==== Provided entries
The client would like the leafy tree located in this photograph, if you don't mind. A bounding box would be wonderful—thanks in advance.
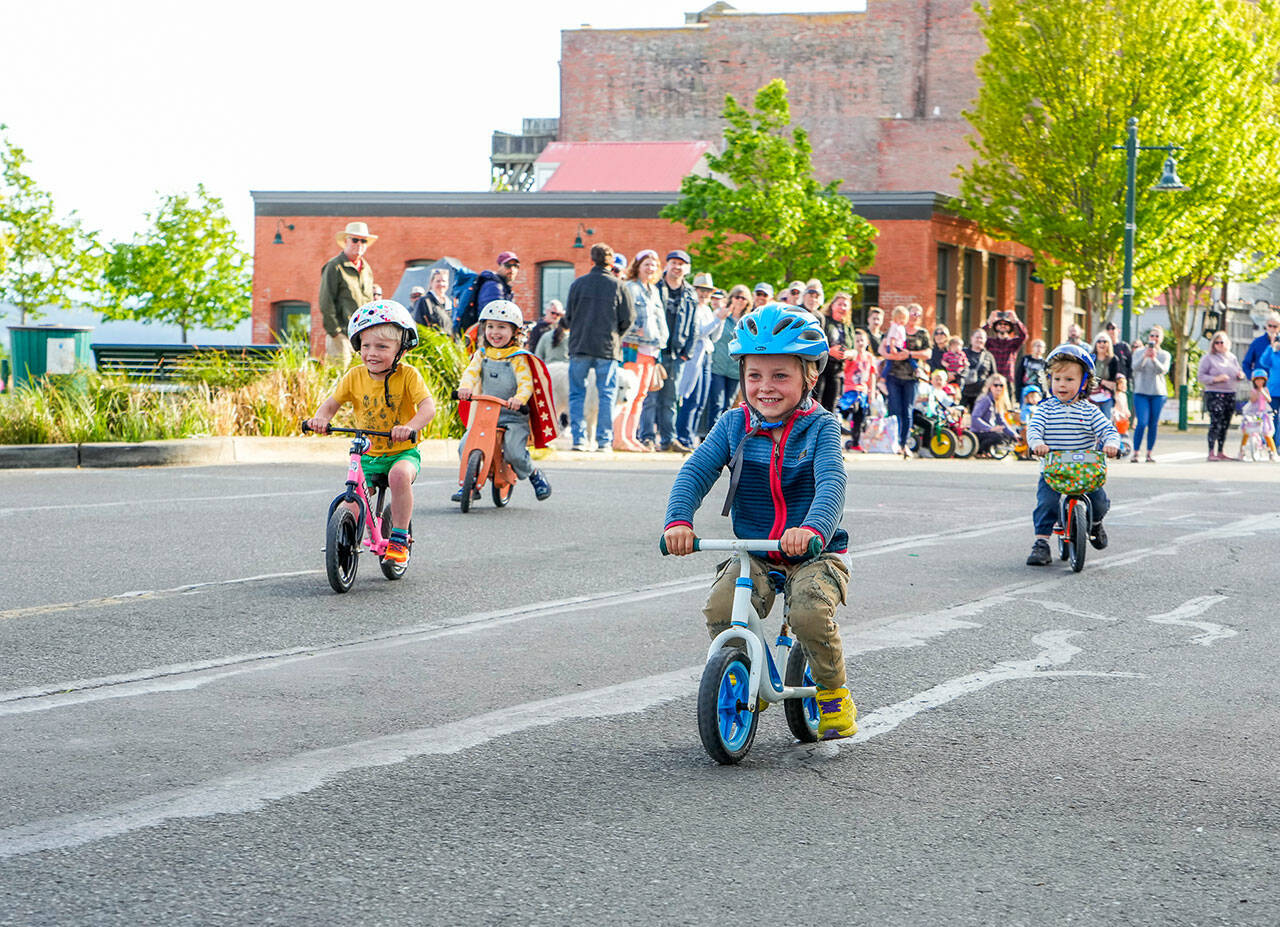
[0,124,102,325]
[101,184,252,342]
[957,0,1280,330]
[662,79,877,291]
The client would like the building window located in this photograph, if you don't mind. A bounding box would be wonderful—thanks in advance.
[271,300,311,344]
[983,255,1002,319]
[1041,287,1061,351]
[933,247,952,325]
[534,261,573,318]
[960,251,982,344]
[854,274,879,328]
[1014,261,1032,323]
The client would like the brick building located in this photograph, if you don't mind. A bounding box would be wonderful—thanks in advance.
========
Locate every line in the listing that contains the word "client", and copy each such line in full.

The client would like the leafy tree located in this photograph, if you don't mind. A bounding box would be wonderful—thanks in advance.
The client would like the building window located in this photograph, if you don't mind. A bounding box would be wonderful—thanks in advance.
The client would like the brick building located in this photograph, if you don't mind. A bounding box would be wonderful—thanks in advance.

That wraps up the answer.